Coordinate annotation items
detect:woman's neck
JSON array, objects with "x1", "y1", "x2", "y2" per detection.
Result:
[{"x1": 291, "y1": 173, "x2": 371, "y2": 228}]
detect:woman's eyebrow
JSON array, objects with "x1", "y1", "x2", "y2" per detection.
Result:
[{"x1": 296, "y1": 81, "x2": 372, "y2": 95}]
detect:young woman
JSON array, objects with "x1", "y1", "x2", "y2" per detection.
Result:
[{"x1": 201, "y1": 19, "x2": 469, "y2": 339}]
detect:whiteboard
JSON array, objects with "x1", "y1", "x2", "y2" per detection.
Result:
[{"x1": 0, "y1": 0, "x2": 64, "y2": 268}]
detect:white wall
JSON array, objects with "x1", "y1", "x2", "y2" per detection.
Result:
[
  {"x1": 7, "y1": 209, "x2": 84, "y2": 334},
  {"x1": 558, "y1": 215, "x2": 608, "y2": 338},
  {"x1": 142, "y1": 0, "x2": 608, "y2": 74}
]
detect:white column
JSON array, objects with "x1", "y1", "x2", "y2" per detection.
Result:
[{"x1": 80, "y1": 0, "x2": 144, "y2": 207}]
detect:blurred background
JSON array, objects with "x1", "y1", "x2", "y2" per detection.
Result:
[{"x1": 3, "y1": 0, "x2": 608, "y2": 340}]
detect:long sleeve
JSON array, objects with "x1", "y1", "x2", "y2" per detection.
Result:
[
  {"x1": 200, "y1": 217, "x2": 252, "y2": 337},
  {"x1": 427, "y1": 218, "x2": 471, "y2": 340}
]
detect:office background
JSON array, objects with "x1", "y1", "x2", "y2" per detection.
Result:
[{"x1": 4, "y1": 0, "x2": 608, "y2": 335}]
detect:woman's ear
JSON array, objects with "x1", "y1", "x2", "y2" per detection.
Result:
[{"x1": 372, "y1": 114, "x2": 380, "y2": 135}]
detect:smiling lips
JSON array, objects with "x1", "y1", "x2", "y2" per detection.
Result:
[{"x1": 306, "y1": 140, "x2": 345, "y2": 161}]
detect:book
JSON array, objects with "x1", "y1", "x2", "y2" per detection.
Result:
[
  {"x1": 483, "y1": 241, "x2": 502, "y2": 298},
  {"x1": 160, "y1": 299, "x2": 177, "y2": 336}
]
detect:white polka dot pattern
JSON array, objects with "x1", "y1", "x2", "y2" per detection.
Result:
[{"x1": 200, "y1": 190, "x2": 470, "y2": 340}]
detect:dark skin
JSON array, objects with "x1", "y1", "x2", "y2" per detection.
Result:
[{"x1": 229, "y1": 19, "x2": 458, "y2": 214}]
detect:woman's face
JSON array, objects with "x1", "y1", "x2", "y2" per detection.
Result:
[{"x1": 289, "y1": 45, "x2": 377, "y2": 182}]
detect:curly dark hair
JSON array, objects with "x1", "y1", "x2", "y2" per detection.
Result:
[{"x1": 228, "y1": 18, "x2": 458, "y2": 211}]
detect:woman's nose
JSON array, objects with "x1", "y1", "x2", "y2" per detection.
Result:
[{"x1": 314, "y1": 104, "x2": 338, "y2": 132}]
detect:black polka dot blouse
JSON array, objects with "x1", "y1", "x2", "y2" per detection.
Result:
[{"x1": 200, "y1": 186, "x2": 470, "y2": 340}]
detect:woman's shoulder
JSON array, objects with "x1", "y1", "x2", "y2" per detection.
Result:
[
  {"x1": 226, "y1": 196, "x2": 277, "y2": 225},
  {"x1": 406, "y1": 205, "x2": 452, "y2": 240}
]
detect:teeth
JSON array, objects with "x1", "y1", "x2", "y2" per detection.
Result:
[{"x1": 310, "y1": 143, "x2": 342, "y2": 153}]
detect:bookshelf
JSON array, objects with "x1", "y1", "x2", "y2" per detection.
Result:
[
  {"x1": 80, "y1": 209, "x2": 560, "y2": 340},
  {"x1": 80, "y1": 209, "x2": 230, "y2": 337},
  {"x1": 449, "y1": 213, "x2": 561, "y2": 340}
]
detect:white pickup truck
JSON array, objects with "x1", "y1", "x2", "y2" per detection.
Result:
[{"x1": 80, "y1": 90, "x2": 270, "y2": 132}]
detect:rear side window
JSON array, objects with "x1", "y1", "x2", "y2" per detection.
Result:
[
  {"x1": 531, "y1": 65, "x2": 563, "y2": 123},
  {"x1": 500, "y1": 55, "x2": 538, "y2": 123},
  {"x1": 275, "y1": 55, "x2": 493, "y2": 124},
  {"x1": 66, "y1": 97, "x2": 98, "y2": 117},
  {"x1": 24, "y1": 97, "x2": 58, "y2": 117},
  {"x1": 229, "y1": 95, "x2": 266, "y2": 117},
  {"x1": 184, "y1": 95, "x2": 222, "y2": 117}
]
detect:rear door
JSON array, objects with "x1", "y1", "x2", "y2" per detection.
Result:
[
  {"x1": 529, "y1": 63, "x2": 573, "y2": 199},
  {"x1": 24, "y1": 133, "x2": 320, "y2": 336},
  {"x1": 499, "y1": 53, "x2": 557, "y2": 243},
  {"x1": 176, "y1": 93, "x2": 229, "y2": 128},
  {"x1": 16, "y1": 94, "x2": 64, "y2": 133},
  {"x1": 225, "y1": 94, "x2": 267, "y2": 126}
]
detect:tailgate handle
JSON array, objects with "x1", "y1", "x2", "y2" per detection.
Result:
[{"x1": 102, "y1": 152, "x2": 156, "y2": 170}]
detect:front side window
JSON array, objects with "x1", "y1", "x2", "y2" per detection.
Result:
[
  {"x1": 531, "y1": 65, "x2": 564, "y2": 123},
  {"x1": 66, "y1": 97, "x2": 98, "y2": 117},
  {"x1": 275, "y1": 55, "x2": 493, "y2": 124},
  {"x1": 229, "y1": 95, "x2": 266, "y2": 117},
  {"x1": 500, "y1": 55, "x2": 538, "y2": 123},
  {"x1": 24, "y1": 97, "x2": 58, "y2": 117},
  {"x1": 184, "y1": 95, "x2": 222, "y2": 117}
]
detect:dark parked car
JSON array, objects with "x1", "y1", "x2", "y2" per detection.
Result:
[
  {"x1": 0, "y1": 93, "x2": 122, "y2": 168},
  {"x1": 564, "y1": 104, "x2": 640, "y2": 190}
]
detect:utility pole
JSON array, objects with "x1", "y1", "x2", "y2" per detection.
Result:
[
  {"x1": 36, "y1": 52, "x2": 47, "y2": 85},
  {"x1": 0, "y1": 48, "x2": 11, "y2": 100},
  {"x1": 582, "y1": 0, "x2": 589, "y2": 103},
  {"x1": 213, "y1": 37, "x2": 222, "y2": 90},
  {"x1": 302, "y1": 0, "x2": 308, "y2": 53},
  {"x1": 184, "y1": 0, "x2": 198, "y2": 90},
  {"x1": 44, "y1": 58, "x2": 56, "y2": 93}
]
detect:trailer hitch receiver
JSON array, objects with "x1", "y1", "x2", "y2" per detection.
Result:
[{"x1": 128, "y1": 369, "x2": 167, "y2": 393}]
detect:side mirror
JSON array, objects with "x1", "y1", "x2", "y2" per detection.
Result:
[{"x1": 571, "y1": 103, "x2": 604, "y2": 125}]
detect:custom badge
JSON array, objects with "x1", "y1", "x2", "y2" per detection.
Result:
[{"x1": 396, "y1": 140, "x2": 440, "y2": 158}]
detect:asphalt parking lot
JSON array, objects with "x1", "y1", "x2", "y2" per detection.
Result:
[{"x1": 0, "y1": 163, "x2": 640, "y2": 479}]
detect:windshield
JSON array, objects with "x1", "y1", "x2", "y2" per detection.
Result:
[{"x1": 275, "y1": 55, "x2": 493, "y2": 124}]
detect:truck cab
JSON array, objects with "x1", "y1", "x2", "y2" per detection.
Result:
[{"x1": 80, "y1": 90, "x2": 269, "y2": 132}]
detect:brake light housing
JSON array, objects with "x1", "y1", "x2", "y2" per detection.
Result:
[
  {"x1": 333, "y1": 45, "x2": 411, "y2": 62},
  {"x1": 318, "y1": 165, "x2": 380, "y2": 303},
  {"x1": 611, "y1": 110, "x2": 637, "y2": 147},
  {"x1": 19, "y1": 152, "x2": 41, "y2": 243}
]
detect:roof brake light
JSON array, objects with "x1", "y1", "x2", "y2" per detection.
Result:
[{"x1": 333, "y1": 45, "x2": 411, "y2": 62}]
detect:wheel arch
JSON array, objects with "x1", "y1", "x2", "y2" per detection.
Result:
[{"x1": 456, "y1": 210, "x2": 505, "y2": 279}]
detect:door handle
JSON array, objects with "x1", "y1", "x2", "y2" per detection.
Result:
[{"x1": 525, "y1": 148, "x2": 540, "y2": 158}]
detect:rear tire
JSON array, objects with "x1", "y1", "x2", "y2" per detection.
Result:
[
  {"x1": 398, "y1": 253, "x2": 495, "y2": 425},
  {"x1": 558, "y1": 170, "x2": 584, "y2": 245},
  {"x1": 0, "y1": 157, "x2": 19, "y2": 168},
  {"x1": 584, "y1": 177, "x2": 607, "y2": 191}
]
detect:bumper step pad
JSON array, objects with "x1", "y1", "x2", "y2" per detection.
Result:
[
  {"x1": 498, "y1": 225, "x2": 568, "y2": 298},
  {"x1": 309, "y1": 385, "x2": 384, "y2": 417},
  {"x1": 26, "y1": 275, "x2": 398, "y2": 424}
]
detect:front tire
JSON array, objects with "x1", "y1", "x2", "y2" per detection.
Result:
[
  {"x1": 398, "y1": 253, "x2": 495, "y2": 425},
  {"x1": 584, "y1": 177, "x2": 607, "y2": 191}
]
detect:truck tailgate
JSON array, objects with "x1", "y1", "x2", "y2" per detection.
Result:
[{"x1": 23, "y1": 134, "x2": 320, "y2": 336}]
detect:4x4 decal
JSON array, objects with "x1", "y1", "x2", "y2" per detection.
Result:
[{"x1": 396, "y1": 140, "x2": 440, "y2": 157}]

To do
Turn the part of the items that opens with the line containing "detect:rear tire" and runs through the end of the items into a Markdown table with the columns "Row" and "Line", leaving out blank lines.

Output below
| Row | Line |
|---|---|
| 1 | detect:rear tire |
| 2 | JSON array, objects with "x1", "y1", "x2", "y2" per detection. |
| 3 | Result: |
| 4 | [ |
| 5 |   {"x1": 398, "y1": 253, "x2": 495, "y2": 425}, |
| 6 |   {"x1": 558, "y1": 170, "x2": 584, "y2": 245}, |
| 7 |   {"x1": 0, "y1": 157, "x2": 19, "y2": 168}, |
| 8 |   {"x1": 584, "y1": 177, "x2": 607, "y2": 191} |
| 9 | ] |
| 10 | detect:bumper step pad |
| 11 | JSON array, objects with "x1", "y1", "x2", "y2" per detection. |
| 12 | Result: |
| 13 | [ |
| 14 |   {"x1": 498, "y1": 225, "x2": 568, "y2": 298}, |
| 15 |   {"x1": 309, "y1": 385, "x2": 384, "y2": 417}, |
| 16 |   {"x1": 26, "y1": 275, "x2": 398, "y2": 424} |
| 17 | ] |
| 18 | detect:front tire |
| 19 | JSON array, objects with "x1", "y1", "x2", "y2" per detection. |
| 20 | Result: |
| 21 | [ |
| 22 |   {"x1": 398, "y1": 253, "x2": 495, "y2": 425}, |
| 23 |   {"x1": 584, "y1": 177, "x2": 607, "y2": 191} |
| 24 | ] |
| 25 | detect:truck tailgate |
| 26 | JSON array, objects with "x1", "y1", "x2", "y2" per detection. |
| 27 | Result: |
| 28 | [{"x1": 23, "y1": 134, "x2": 320, "y2": 336}] |
| 29 | detect:4x4 decal |
| 30 | JSON array, objects with "x1", "y1", "x2", "y2" per detection. |
| 31 | Result: |
| 32 | [{"x1": 396, "y1": 140, "x2": 440, "y2": 157}] |